◆ Task objective
Only the lines below starting at the one containing "For each <instance>" and ending at the one containing "positive clicks: (71, 738) (58, 695)" belong in the answer, each copied exactly.

◆ Material shown
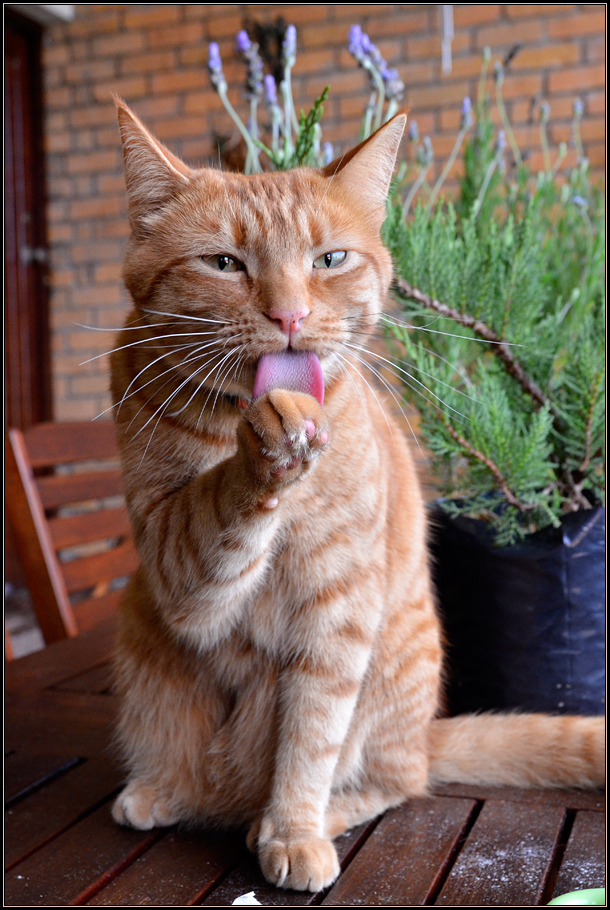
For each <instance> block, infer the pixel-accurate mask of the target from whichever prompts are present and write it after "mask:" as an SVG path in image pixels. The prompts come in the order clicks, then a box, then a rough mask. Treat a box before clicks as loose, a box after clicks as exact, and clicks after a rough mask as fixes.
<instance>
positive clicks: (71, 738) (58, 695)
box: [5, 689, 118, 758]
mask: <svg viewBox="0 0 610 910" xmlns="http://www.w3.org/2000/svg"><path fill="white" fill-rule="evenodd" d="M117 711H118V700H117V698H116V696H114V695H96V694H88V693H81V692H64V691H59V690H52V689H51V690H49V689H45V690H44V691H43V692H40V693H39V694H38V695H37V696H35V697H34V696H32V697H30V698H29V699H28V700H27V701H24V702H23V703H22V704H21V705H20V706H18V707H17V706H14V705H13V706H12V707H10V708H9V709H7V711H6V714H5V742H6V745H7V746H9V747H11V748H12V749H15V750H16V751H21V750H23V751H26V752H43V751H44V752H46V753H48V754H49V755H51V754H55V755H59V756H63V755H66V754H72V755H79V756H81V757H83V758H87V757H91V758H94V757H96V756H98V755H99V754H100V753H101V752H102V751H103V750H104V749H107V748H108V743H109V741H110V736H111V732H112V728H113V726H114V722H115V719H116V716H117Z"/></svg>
==
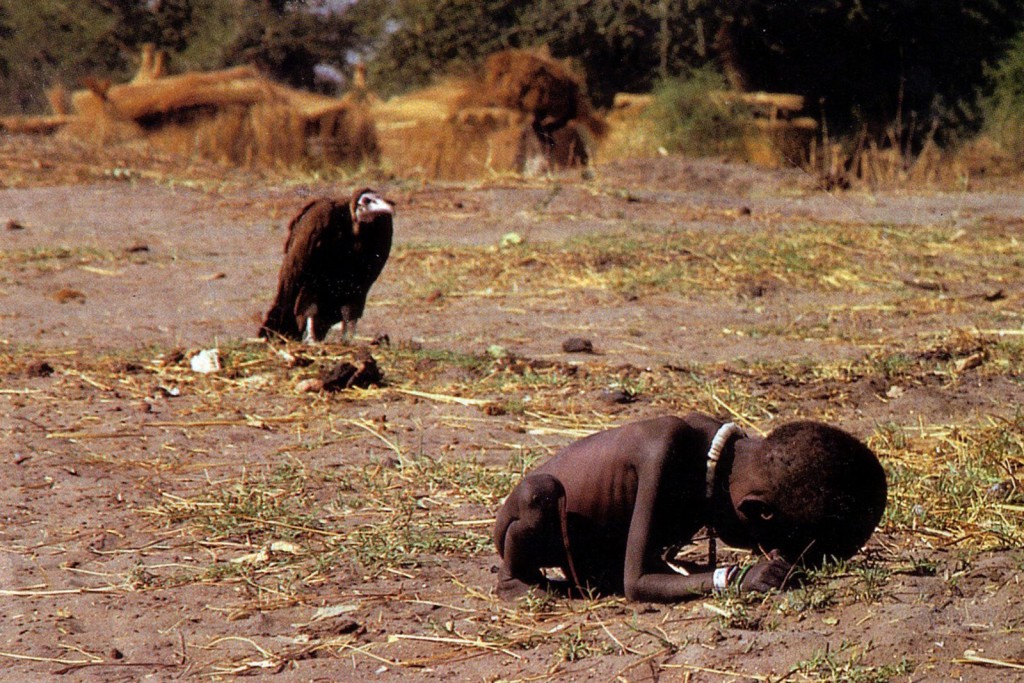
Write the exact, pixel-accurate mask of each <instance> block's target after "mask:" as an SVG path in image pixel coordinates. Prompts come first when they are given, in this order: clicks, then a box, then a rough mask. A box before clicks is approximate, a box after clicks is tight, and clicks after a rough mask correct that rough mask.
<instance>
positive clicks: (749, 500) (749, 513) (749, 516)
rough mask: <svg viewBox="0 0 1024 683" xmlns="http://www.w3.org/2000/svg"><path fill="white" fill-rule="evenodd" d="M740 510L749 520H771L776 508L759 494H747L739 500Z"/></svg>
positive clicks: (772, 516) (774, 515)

◆ Exercise output
For each <instance> block, infer the pixel-accurate mask of the target from whichever prompts are present and write it after "mask:" as an SVG path in image pixels. The prompts come in the order clicks, then a box, then a rough mask. Treat a box before clicks as loose, a box after clicks as exact, and clicks after a rough mask as fixes.
<instance>
positive clicks: (71, 738) (58, 695)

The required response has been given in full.